Rewrite each item below, changing "single point" to "one point" and leaving every other word as it is. Omit the pictures from your version.

[Dataset items on where objects appear]
• • • • • • •
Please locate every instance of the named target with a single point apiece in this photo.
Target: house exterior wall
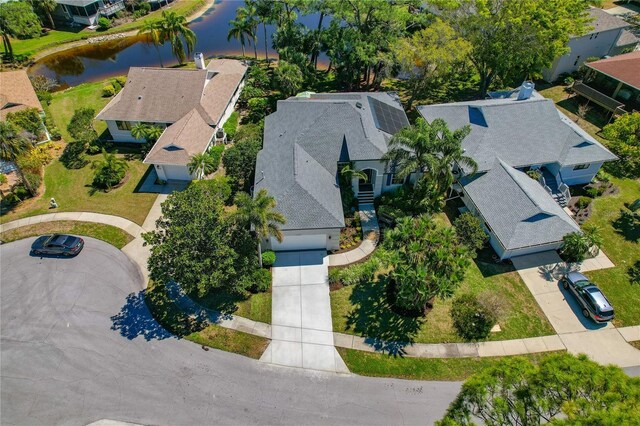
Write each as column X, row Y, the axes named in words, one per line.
column 124, row 135
column 332, row 236
column 595, row 44
column 579, row 177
• • • • • • •
CORRECT OUTPUT:
Please locate every instance of the named target with a one point apiece in this photo.
Target: house exterior wall
Write each as column X, row Y, the axes named in words, one per line.
column 124, row 135
column 332, row 236
column 595, row 44
column 579, row 177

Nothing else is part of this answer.